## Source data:
====

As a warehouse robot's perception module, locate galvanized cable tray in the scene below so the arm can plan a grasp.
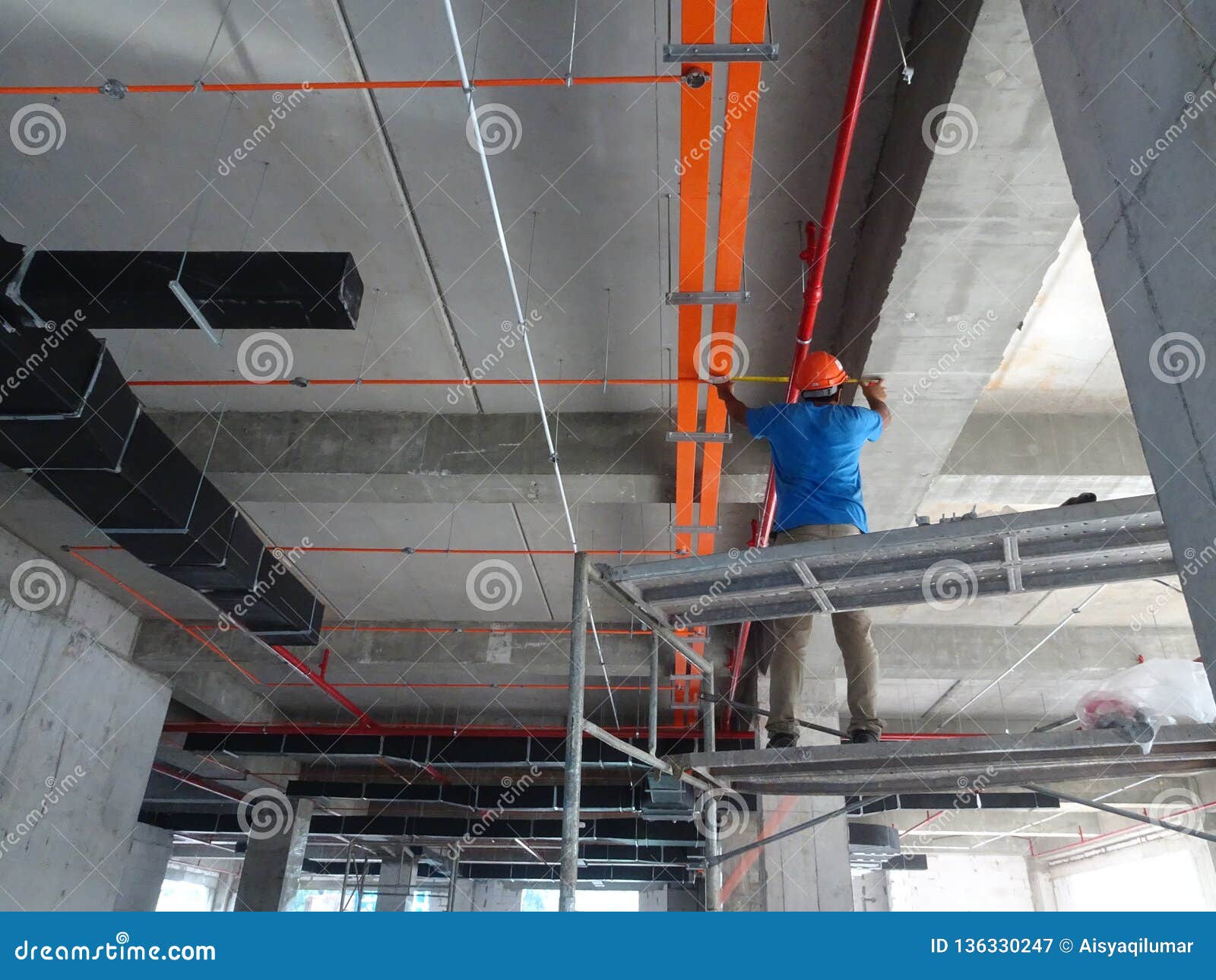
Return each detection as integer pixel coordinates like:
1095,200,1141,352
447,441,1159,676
596,495,1176,626
667,725,1216,796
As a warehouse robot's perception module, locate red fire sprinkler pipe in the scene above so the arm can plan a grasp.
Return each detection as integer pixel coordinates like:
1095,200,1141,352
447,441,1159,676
270,644,375,729
726,0,883,721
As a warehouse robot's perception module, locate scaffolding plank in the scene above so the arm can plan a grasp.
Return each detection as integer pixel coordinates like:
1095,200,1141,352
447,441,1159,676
597,495,1176,626
669,725,1216,796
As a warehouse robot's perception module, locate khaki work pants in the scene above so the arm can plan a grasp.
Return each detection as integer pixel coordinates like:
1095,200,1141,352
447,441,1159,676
768,524,883,735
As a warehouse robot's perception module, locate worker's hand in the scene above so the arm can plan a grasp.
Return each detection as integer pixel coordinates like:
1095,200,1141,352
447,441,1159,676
861,378,886,405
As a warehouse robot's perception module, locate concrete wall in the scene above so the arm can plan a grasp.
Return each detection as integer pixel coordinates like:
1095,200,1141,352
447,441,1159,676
0,533,169,911
1023,0,1216,680
1047,834,1216,912
888,854,1035,912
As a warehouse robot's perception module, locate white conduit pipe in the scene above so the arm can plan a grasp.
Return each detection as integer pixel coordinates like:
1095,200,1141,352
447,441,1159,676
444,0,620,725
444,0,579,551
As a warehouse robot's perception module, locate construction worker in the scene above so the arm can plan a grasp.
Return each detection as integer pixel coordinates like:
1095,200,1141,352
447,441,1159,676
715,350,891,749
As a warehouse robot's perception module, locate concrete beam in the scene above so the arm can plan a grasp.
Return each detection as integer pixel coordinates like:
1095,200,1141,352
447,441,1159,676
1023,0,1216,681
926,413,1153,507
831,0,1076,537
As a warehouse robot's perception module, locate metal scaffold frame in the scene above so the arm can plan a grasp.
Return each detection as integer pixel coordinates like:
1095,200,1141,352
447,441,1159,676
559,496,1216,911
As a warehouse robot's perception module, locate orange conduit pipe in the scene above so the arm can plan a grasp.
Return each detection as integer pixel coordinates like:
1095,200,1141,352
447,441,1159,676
697,0,768,564
726,0,883,721
126,376,787,388
0,75,686,95
68,548,261,684
669,0,716,723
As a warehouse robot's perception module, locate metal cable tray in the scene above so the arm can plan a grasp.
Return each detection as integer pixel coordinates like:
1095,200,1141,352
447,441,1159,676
667,725,1216,796
596,495,1175,626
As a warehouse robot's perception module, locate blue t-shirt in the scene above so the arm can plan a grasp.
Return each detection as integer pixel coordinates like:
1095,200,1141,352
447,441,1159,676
748,401,883,533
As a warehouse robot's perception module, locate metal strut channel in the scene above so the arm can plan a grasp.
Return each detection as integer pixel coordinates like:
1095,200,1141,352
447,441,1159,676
663,44,781,65
681,725,1216,796
600,496,1175,627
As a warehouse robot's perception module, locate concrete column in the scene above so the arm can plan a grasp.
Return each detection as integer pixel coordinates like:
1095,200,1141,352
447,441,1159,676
0,531,169,911
114,824,173,912
1023,0,1216,680
235,800,312,912
375,855,417,912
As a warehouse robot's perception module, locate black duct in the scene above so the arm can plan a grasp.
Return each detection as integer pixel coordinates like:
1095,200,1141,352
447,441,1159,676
0,330,325,646
0,239,363,330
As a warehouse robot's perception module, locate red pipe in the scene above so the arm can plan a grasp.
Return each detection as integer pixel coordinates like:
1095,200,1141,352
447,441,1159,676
0,74,682,95
270,643,378,729
126,376,773,388
726,0,883,723
152,763,245,802
900,810,946,836
1031,800,1216,857
68,548,261,684
164,721,754,741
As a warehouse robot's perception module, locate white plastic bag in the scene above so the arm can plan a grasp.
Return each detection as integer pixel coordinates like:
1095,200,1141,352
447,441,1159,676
1076,660,1216,753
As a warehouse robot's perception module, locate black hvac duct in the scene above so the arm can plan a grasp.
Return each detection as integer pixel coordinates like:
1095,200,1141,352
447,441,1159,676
0,239,363,330
0,320,325,646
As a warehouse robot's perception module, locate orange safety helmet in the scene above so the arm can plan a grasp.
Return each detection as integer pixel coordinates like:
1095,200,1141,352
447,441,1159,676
794,350,849,397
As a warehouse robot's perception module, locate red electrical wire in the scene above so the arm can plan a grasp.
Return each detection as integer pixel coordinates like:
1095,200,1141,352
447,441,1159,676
68,548,261,684
0,74,682,95
126,377,749,388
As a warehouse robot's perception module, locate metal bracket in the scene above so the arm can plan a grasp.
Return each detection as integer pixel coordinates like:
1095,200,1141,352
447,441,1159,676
1001,534,1026,592
667,432,734,443
169,279,221,346
663,44,781,65
664,289,752,306
97,77,127,102
4,248,46,330
789,558,835,613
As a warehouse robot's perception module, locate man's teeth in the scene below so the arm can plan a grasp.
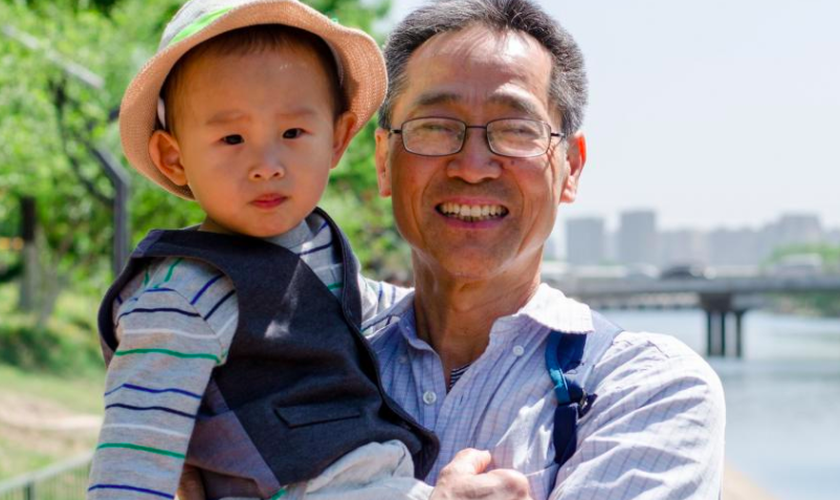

====

## AIM:
Could you print all of the lines above word for word, leaving the pictures out?

## TASK ANSWER:
As a warehouse robot's perception module, locate galvanized cable tray in the scene below so the arm can plan a grasp.
Return each detection as integer pixel coordinates like:
1095,200,1141,352
447,441,1159,676
596,495,1176,626
667,725,1216,796
As a warehouse robot's perception module, locate red fire sprinkler pipe in the scene above so the arm can plan a grasp.
Return each detection as integer pixel coordinates like:
1095,200,1141,352
447,441,1159,676
270,644,375,729
726,0,883,721
As a warehouse robot's perception module, locate scaffolding plank in the scene above so the arm can plan a grasp.
Return each detection as integer pixel coordinates like:
1095,200,1141,352
447,441,1159,676
597,495,1176,626
669,725,1216,796
As a warehouse robot's perception module, locate khaki work pants in the scene above so the arm can plan a grasp.
Return each detection as integer pixel coordinates like:
1095,200,1141,352
447,441,1159,676
768,524,883,735
As a warehouse robot's perception module, locate worker's hand in the scene above so the arm can plan a grasp.
Return each detection as integer pixel coordinates like:
1095,200,1141,352
447,441,1159,676
861,378,886,405
As a warehouse robot's perception module, locate concrete wall in the scene above so the arm can plan a grasp.
Return each detection as integer pixel coordinates like:
1095,200,1141,352
447,441,1159,676
0,533,169,911
1023,0,1216,680
1047,834,1216,912
888,854,1035,912
As a warehouse robot's perception module, locate white conduit pipe in the scene above so the arm can plan a grasp.
Return each detection as integer pixel coordinates like:
1095,200,1141,352
447,441,1159,676
444,0,620,725
444,0,579,551
As a warehouse robot's perception module, locate construction worker in the scene above so the arm can plan a grasp.
Return each detection as integer pixel coordinates like:
1095,200,1141,352
447,441,1159,676
715,350,891,749
As a warehouse robot's perception module, locate concrete beam in the scene above so the arm can plan a grasp.
Return each detection as integer pixel coordinates like:
1095,200,1141,352
447,441,1159,676
1023,0,1216,681
926,413,1153,507
831,0,1076,537
As a warehouse robot's perception module, locate metal scaffold frame in the scene above so the arm can plan a grasp.
Return each detection as integer pixel coordinates like:
1095,200,1141,352
447,441,1159,676
559,496,1216,911
As a warehouse robot's perception module, locate orange conduit pipe in the scene above so the arm can plan a grasp.
Return each detection as integer pixel coordinates like:
1095,200,1141,352
447,441,1159,676
697,0,768,564
726,0,883,721
126,376,787,388
0,75,686,95
68,548,261,684
669,0,716,723
As a warehouse robot's perception module, locate metal cable tray in the scene above so the arm can plan a grasp.
Return each detection as integer pixel coordinates like:
1095,200,1141,352
447,441,1159,676
667,725,1216,796
596,495,1175,626
As a warehouse robot's perception module, locate blue t-shirt in the scene above so the arm can plan a grasp.
Return each detection as integer pixel coordinates like:
1095,200,1141,352
447,441,1159,676
748,401,883,533
As a warehouse robot's perception module, locate metal strut channel in the scene above so the arm can plan a grasp.
Return each detection as integer pixel coordinates like:
1095,200,1141,352
447,441,1159,676
663,44,781,65
681,725,1216,796
600,496,1175,627
As a warehouse robot's perception module, locate concrete column in the scene above so the arm can plan a grasp.
Return each detection as integer pixel coordinates like:
1095,200,1141,352
447,441,1159,676
0,531,169,911
114,824,173,912
1023,0,1216,680
235,800,312,912
375,855,417,912
As a warehouse robot's perception module, locate black duct in the scene above so the arm can plan a grasp.
Return each detection as integer pixel coordinates like:
1095,200,1141,352
447,441,1159,676
0,330,325,646
0,239,363,330
As a warehouse robot's perception module, locate red pipe in the scene above so the arm can plan a grasp.
Return each detection as integer pixel coordinates like:
1095,200,1141,352
447,441,1159,676
0,74,682,95
270,643,378,729
126,376,773,388
726,0,883,723
152,763,245,802
900,810,946,836
1031,800,1216,857
68,548,261,684
164,721,754,741
As a warehouse robot's perception module, locate white plastic bag in the scene above so the arm can plan a grasp.
Return each detection as integer pixel coordinates like:
1095,200,1141,352
447,441,1159,676
1076,660,1216,753
As a warehouse robot's perception module, locate black hvac duct in the scene above so the arm can plan a grasp.
Return each detection as integer pixel coordinates like:
1095,200,1141,352
447,441,1159,676
0,239,363,330
0,320,325,646
As a warehouse robot's perception module, locate orange safety helmet in the scene above so the arm can plan a grasp.
Return each detection as integer pixel coordinates like:
1095,200,1141,352
447,441,1159,676
794,350,849,397
As a warehouse robot's perception module, locate red electrical wire in the scene above so the arm can plan a grasp.
Return each detection as integer pixel coordinates like:
1095,200,1141,352
447,441,1159,676
68,548,261,684
0,74,682,95
126,377,749,388
As a warehouse robot's perception module, locate metal bracket in the scene above so the arm can plan a grasp.
Return each detection as integer pixel coordinates like:
1095,200,1141,352
447,441,1159,676
1001,534,1026,592
667,432,734,443
169,279,221,346
663,44,781,65
664,289,752,306
97,77,127,102
4,248,46,330
789,558,835,613
As a warehouse robot's perception module, locate man's teeth in the scene below so the arm can plan a grasp.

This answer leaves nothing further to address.